PASSAGE TO READ:

+-------+

Derrick Bell
*Derrick Bell was born on this date in 1930. He was a Black lawyer, professor, writer, and activist.
Derrick Albert Bell Jr. was born in the Hill District of Pittsburgh and received a B.A. from Duquesne University in 1952. He was a Duquesne Reserve Officers' Training Corps member and later served as an Air Force officer for two years (stationed in Korea). 1957, he received an LL.B. from the University of Pittsburgh School of Law.
After graduation, Bell took a position with the civil rights division of the U.S. Justice Department. In 1959, the government asked him to resign his membership in the National Association for the Advancement of Colored People (NAACP) because it was thought that his objectivity and department might be compromised or called into question. Bell left the Justice Department rather than giving up his NAACP membership. Soon afterward, Bell was an assistant counsel for the NAACP Legal Defense and Educational Fund (LDF), crafting legal strategies at the forefront of the battle to undo racist laws and segregation.
At the LDF, he worked alongside prominent attorneys such as Thurgood Marshall, Robert L. Carter, and Constance Baker Motley. Bell was assigned to Mississippi. While working at the LDF, Bell supervised more than 300 school desegregation cases and spearheaded James Meredith's fight to secure admission to the University of Mississippi.
He said: "I learned a lot about evasiveness and how racists could use a system to forestall equality; I also learned a lot riding those dusty roads and walking into those sullen hostile courts in Jackson, Mississippi. It just seems that unless something's pushed, unless you litigate, nothing happens." 1967 Bell was appointed to the University of Southern California law faculty as executive director of the Western Center on Law and Poverty.

+-------+

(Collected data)
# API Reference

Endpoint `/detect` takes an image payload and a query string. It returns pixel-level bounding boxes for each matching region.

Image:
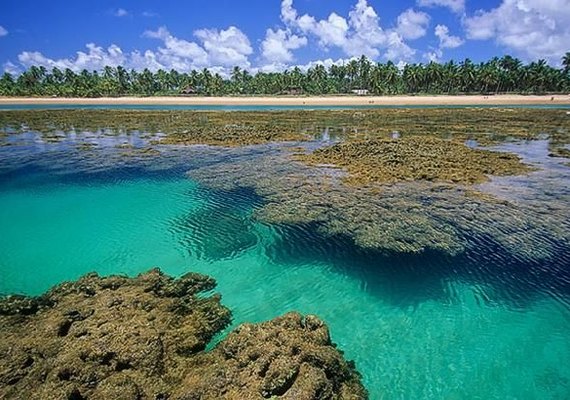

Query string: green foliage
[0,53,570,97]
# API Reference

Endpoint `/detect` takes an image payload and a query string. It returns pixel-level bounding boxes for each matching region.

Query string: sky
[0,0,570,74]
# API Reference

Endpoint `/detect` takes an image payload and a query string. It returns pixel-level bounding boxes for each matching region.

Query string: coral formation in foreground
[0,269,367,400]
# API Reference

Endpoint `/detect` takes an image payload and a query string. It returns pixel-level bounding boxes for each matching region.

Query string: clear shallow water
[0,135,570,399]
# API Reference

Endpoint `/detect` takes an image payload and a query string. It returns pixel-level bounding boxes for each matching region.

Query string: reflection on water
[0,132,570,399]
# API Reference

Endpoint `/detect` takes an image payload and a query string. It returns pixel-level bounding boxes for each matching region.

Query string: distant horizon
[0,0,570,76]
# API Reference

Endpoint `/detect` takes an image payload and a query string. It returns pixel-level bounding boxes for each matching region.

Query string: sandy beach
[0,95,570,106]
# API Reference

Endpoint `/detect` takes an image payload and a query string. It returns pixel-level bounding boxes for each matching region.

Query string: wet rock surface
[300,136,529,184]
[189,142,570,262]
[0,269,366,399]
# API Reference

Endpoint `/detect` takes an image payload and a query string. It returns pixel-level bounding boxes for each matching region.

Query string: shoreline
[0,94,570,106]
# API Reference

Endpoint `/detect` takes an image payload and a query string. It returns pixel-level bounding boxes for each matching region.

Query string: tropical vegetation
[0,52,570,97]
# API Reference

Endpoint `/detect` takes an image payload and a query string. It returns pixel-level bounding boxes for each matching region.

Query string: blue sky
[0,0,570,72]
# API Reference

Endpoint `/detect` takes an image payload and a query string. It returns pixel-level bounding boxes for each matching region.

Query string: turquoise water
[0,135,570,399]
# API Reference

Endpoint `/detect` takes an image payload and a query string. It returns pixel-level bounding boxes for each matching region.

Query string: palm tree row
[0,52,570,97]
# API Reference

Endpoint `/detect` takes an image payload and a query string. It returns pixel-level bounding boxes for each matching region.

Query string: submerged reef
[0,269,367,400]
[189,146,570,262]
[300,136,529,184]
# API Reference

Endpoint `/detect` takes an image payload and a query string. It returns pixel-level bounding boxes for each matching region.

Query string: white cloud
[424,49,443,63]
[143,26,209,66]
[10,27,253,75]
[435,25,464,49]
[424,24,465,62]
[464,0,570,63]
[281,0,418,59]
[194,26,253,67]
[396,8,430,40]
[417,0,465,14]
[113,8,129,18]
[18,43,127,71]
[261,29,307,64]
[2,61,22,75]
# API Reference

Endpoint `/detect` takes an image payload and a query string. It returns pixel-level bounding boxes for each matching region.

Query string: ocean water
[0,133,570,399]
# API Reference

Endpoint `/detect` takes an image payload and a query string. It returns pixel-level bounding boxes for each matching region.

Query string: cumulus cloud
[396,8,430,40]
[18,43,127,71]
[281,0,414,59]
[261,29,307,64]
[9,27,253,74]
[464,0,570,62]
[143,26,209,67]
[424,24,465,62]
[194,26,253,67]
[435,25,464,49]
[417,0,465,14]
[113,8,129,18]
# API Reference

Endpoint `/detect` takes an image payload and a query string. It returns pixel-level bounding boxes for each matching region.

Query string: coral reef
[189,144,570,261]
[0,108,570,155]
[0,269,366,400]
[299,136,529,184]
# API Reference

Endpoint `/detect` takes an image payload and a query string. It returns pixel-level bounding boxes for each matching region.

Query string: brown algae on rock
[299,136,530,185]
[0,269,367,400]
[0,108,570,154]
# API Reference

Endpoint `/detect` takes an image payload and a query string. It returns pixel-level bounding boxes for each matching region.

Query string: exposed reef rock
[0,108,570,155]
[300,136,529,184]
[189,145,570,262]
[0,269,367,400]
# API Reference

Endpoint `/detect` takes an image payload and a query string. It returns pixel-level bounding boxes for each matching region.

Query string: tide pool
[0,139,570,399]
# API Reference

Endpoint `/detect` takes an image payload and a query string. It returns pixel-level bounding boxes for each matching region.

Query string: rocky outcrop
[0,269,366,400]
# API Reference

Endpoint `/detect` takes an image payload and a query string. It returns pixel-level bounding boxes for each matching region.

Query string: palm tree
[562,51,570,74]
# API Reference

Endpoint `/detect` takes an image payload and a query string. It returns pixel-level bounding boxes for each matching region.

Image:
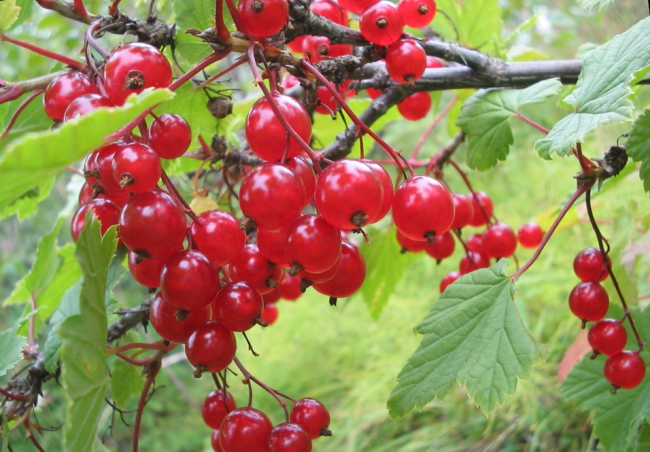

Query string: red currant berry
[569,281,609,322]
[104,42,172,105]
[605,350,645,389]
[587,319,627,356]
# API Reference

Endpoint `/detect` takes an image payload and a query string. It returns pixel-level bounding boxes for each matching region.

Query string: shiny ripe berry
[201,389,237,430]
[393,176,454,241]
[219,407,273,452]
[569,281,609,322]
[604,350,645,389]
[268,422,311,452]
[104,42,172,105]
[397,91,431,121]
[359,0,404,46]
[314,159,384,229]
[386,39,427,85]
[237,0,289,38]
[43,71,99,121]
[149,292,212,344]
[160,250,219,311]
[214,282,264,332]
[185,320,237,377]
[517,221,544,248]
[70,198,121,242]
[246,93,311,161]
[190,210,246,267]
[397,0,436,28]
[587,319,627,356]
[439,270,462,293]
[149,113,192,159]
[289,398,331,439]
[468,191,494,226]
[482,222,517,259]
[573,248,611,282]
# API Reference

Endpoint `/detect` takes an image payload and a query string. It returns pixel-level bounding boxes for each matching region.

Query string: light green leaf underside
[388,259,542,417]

+-------+

QUESTIONS:
A: In the Derrick Bell text, write out everything from "At the LDF, he" down to "University of Mississippi.", swapping "prominent attorneys" for "noted lawyers".
B: Using the Derrick Bell text, answer the following:
(i) From which university did Bell receive a B.A., and in what year?
(ii) In what year did the government ask Bell to resign his NAACP membership?
(iii) How many school desegregation cases did Bell supervise while working at the LDF?

OUTPUTS IN ORDER:
A:
At the LDF, he worked alongside noted lawyers such as Thurgood Marshall, Robert L. Carter, and Constance Baker Motley. Bell was assigned to Mississippi. While working at the LDF, Bell supervised more than 300 school desegregation cases and spearheaded James Meredith's fight to secure admission to the University of Mississippi.

B:
(i) Duquesne University, in 1952.
(ii) 1959.
(iii) More than 300.